# Start of MATERIALS PROVIDED
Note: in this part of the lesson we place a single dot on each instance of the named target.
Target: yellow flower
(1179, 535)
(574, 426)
# End of MATERIALS PROVIDED
# Start of MATERIALS PROVIDED
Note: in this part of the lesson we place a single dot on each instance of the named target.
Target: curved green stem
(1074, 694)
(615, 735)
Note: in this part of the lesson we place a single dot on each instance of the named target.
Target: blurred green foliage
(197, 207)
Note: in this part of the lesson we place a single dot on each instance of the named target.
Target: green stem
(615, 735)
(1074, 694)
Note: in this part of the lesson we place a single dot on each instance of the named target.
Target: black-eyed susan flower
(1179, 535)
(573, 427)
# End of MATERIALS PROVIDED
• **GIVEN TASK**: Collect every line in the two blocks above that contains the word "flower", and copy each one out in full.

• **FINISHED ANSWER**:
Target: yellow flower
Target: black-eyed susan flower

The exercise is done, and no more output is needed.